**THE REQUEST**
Extract each line of the items below that contains the word "foliage". Matching is case-sensitive.

**INFORMATION SHOWN**
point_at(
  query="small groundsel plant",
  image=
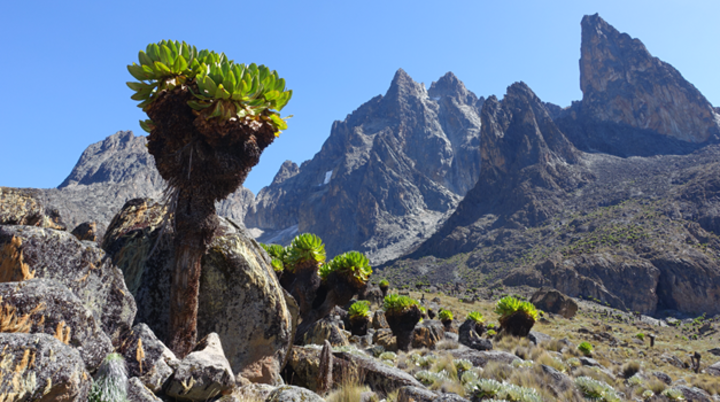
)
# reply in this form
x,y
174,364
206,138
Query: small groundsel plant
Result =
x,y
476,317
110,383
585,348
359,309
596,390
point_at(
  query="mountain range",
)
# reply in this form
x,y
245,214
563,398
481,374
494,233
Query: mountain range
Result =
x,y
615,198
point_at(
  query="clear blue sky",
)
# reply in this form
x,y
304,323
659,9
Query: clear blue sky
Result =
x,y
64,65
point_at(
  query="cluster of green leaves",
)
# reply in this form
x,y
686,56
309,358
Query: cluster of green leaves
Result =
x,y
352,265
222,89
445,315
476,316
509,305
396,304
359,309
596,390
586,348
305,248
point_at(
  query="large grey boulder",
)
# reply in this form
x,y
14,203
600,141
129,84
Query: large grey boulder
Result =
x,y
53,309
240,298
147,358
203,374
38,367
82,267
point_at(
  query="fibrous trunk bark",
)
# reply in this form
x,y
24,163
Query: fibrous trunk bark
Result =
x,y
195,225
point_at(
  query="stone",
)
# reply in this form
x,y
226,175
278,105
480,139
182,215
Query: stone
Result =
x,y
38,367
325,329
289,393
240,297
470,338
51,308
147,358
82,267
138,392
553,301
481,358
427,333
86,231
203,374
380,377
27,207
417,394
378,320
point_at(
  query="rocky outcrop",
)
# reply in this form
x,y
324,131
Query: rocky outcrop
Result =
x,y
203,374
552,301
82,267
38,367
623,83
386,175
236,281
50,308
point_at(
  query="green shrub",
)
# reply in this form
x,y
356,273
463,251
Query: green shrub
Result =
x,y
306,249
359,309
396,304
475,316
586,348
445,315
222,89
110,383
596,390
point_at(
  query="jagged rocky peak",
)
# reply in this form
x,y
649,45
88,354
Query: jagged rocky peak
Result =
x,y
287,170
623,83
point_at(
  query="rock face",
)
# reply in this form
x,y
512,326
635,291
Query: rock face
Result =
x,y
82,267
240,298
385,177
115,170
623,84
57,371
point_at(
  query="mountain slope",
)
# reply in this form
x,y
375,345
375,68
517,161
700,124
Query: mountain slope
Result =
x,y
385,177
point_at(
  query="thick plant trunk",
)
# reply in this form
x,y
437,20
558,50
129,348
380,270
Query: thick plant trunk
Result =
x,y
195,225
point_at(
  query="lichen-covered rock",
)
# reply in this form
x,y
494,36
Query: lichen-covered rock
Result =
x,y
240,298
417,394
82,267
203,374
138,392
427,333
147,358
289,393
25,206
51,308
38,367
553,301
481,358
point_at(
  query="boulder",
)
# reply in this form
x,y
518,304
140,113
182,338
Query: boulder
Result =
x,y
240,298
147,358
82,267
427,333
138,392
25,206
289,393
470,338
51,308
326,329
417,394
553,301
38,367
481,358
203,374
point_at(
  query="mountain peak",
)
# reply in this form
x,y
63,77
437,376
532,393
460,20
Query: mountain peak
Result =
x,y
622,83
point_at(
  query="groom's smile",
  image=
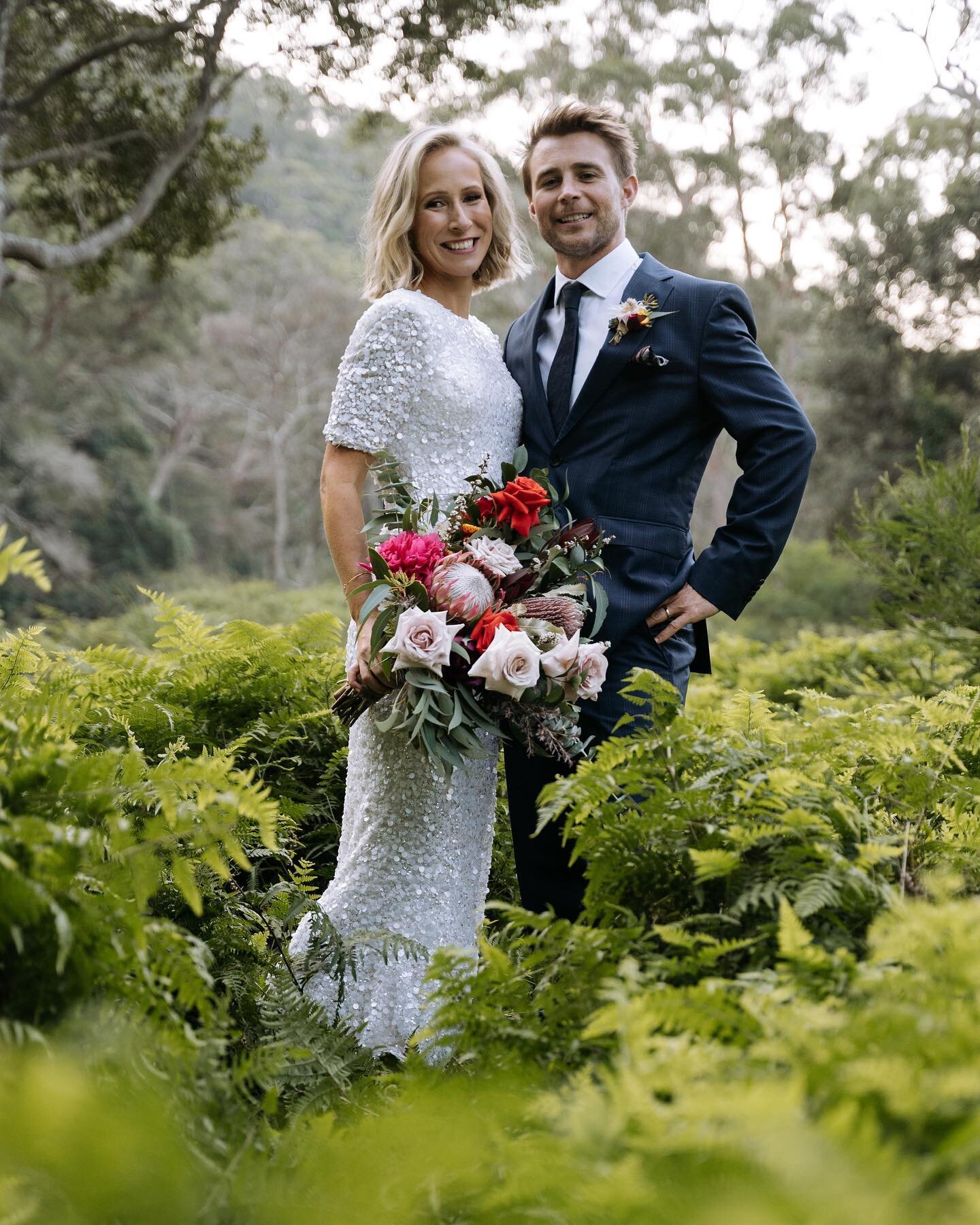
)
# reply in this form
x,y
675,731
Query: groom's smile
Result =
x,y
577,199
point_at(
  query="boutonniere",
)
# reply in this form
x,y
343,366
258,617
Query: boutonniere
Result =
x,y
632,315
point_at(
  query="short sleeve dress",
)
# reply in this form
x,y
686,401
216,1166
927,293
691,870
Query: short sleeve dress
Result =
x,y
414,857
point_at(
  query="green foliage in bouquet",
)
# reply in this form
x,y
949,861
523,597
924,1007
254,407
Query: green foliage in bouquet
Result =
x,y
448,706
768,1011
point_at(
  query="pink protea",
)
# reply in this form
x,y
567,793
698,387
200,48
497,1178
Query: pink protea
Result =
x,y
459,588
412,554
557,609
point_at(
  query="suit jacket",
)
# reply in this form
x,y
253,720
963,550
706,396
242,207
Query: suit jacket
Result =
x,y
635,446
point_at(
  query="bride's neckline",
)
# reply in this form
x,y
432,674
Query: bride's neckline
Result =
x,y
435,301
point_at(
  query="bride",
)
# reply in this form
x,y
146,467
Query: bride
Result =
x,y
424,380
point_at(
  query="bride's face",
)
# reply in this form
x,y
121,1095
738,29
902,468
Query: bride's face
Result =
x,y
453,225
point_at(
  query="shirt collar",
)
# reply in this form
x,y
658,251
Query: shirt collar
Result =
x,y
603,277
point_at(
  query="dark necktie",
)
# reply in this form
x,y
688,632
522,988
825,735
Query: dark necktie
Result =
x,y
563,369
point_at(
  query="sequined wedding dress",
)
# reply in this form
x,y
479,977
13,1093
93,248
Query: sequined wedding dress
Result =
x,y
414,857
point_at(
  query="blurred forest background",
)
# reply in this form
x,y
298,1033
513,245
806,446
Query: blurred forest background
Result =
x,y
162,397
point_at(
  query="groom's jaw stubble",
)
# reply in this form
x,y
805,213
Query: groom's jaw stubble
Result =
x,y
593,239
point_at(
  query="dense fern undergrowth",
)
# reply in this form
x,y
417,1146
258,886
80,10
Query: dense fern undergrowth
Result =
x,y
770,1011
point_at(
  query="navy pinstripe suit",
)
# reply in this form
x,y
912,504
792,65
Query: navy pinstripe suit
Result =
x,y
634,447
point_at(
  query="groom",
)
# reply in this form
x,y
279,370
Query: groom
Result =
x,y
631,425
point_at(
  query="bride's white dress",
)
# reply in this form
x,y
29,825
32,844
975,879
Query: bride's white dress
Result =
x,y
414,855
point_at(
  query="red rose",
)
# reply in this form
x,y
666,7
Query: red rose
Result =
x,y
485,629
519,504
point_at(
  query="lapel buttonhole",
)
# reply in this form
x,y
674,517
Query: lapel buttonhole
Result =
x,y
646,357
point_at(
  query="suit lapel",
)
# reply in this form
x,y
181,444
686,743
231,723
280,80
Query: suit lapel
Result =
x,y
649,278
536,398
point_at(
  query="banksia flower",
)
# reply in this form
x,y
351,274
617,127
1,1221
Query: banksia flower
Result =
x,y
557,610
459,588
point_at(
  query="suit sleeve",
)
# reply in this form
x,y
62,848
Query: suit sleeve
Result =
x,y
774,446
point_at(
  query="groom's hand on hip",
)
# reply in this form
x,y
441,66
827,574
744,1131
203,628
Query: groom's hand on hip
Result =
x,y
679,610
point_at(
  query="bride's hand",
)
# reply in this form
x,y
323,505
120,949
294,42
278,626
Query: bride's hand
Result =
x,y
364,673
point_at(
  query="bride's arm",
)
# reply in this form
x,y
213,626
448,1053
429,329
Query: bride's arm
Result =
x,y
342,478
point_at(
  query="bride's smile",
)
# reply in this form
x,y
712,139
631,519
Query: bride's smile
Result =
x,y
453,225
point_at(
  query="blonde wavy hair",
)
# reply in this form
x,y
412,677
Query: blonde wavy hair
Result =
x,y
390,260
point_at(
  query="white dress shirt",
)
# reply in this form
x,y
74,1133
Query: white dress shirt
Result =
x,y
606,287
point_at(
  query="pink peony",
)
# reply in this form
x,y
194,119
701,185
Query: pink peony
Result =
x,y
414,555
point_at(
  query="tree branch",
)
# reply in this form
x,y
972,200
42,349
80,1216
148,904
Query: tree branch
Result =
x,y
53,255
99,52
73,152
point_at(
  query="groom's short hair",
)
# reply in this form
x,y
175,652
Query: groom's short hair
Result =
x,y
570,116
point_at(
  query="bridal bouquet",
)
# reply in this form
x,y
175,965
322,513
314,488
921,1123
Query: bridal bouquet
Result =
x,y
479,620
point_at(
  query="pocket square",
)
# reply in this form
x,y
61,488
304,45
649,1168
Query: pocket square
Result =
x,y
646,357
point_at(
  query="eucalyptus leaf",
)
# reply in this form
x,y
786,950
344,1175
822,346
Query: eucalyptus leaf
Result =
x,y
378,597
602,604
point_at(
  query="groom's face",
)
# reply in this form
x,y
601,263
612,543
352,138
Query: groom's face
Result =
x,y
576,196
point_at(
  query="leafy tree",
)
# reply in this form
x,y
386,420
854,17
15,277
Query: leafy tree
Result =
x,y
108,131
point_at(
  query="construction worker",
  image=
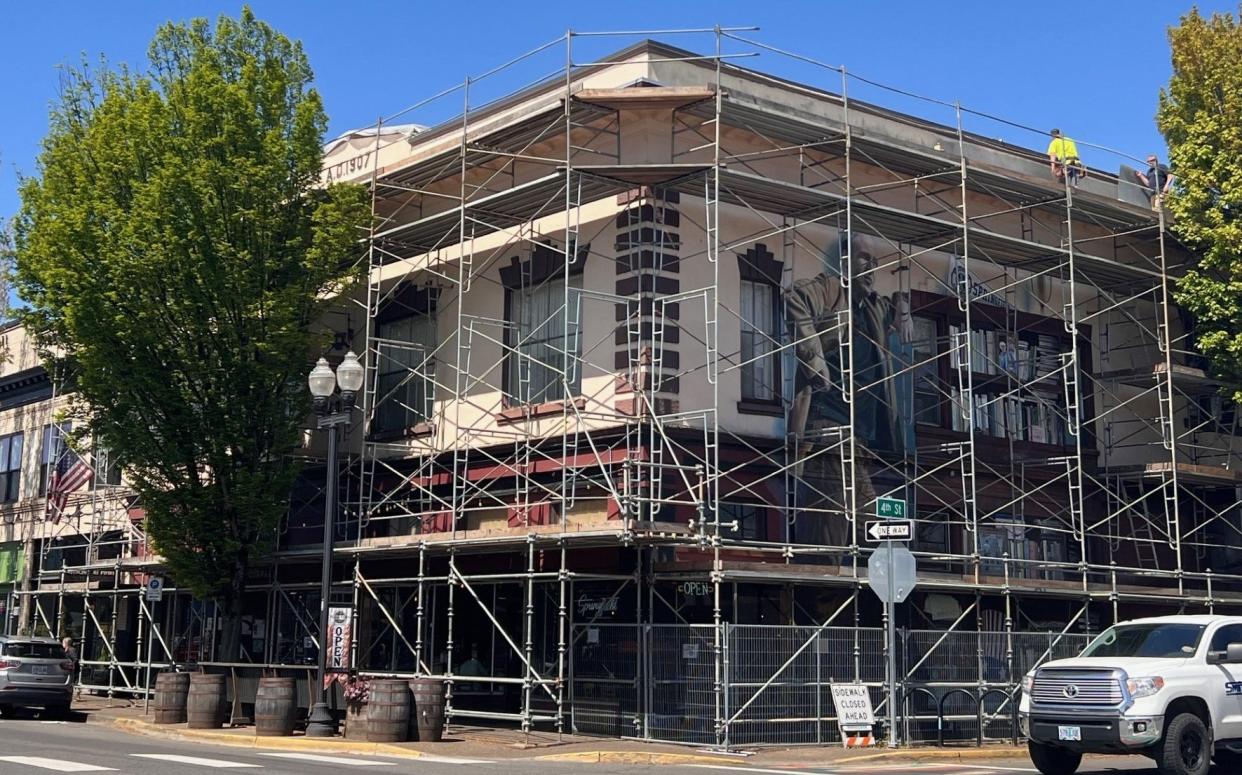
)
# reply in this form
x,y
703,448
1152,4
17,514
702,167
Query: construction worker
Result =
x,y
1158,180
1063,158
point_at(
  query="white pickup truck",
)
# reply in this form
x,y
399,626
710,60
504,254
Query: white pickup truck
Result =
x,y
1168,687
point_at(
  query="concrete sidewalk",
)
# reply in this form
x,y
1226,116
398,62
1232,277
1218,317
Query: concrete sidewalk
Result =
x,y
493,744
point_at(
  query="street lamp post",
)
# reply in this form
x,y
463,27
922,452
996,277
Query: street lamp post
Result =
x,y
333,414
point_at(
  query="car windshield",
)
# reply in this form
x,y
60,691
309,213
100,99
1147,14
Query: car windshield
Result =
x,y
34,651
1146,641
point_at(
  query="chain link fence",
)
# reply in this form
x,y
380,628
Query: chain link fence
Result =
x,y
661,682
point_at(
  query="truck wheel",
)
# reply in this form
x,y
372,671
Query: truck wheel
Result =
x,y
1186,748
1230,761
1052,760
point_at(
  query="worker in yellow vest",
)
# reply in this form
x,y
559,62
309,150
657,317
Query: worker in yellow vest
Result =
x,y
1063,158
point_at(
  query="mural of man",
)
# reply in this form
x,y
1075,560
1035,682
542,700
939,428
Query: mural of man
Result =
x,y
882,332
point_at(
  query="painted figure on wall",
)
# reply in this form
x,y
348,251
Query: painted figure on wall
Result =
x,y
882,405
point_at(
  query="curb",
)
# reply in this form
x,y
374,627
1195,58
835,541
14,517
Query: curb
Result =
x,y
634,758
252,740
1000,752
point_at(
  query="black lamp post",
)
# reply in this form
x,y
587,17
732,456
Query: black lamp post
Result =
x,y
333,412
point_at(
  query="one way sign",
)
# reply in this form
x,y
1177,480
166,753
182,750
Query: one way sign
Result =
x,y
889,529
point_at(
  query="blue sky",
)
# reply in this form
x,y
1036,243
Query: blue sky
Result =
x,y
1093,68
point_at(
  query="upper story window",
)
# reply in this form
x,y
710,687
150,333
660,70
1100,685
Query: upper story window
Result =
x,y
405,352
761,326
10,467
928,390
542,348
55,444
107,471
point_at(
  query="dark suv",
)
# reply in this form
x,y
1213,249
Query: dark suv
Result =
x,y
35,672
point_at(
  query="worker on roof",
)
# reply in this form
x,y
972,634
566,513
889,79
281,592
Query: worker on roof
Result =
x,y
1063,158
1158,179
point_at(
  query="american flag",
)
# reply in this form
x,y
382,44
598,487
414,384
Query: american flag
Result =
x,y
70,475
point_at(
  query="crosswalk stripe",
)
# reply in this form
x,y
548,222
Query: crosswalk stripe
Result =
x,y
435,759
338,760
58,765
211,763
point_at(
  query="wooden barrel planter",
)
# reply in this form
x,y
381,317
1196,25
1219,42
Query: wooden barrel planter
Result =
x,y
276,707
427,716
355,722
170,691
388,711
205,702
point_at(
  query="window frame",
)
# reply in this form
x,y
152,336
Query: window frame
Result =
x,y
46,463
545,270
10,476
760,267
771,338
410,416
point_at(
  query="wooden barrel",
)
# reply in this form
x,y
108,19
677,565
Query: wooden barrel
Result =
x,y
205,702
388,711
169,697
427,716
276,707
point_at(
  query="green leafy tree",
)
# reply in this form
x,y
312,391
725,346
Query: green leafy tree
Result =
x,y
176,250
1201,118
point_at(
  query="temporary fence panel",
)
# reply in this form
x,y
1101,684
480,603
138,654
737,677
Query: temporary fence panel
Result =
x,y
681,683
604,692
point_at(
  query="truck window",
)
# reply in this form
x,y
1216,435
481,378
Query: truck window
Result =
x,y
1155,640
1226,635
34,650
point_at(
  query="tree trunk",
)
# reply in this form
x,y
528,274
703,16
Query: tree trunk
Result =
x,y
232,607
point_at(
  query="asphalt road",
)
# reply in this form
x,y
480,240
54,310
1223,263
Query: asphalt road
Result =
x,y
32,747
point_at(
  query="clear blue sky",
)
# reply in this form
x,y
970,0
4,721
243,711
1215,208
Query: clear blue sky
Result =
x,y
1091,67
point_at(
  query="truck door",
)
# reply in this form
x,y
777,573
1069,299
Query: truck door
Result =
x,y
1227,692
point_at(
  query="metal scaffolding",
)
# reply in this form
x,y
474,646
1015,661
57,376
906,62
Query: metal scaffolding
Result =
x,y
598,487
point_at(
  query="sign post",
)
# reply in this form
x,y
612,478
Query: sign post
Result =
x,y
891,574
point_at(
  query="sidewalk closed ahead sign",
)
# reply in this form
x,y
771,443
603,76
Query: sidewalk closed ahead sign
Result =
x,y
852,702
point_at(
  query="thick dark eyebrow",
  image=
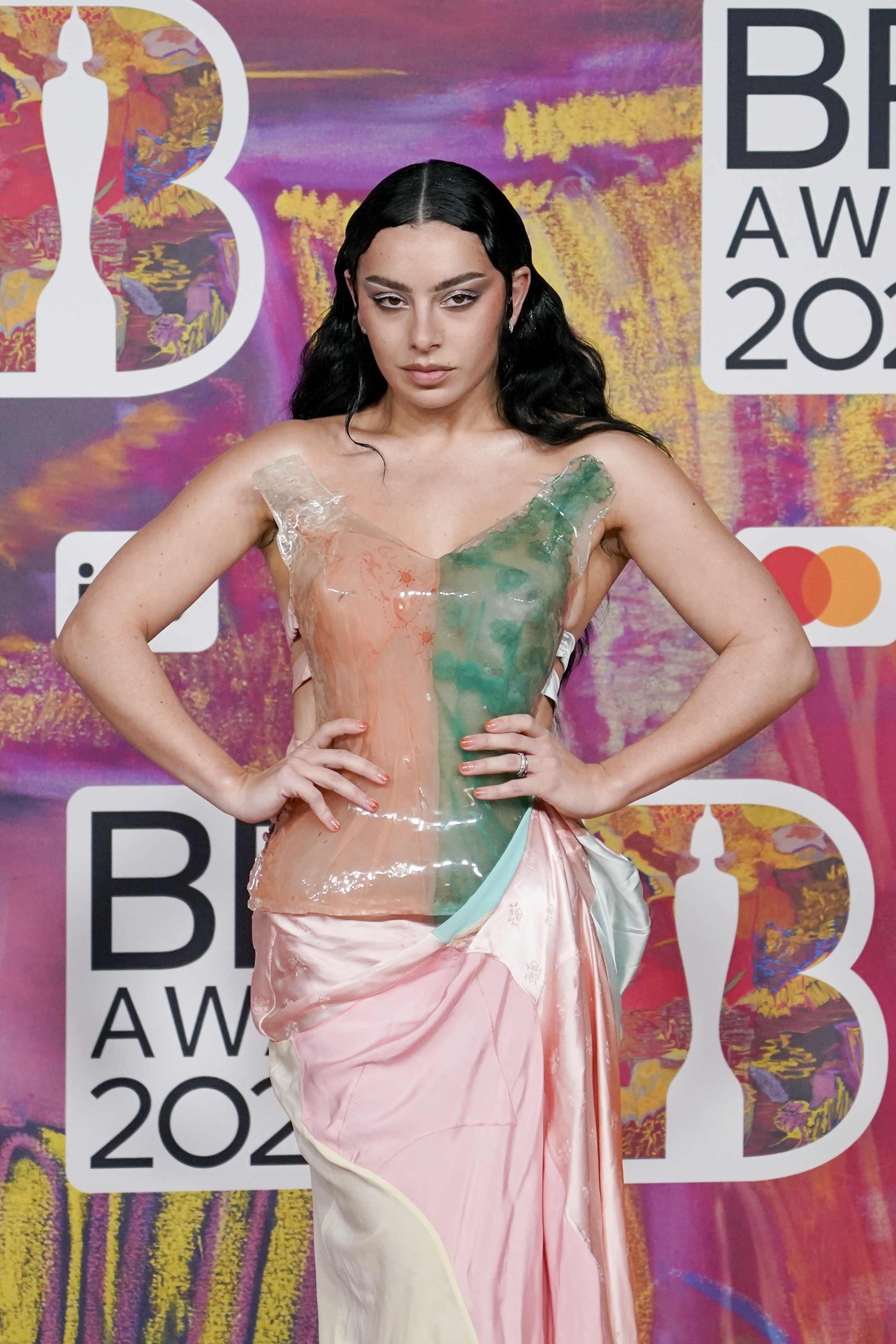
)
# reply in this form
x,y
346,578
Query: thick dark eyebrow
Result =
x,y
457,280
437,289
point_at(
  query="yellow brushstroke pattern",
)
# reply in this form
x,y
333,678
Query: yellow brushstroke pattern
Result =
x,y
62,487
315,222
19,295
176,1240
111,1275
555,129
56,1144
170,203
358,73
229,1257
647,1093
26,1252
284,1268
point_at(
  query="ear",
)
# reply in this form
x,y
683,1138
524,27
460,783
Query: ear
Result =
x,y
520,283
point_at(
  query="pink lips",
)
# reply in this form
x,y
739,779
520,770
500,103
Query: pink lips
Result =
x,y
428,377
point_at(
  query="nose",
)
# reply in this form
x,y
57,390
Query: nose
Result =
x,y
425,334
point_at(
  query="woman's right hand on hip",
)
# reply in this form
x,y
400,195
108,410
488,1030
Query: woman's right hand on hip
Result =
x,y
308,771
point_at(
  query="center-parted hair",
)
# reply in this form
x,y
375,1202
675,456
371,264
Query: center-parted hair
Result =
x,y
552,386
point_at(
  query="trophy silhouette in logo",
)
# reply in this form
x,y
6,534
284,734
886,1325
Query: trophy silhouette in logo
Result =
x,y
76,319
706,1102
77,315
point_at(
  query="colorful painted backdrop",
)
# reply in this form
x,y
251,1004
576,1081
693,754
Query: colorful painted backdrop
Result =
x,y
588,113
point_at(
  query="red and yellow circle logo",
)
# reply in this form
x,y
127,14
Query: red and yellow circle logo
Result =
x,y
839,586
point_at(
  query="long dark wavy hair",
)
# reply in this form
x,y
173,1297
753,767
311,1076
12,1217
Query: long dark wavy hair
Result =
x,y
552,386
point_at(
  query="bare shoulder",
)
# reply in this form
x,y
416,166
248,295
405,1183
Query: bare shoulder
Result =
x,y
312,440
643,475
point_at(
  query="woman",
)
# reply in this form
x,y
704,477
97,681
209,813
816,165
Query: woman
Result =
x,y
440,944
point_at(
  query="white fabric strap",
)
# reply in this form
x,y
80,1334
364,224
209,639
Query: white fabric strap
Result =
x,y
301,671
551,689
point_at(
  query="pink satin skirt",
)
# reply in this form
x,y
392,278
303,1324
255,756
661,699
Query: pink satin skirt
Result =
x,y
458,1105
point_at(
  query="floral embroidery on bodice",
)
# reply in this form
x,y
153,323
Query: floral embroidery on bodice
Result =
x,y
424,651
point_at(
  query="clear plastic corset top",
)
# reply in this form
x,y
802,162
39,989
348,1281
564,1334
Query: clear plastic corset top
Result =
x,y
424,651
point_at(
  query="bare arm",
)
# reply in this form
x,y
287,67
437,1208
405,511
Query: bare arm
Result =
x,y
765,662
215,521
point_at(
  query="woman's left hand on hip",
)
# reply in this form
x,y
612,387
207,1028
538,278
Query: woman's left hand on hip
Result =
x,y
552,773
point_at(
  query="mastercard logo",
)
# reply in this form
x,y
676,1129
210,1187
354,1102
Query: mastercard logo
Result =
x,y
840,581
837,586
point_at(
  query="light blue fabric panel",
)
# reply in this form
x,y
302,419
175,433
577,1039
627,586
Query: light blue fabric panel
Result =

**EXERCISE SOLUTION**
  query="green foliage in bouquet",
Query: green foliage in bouquet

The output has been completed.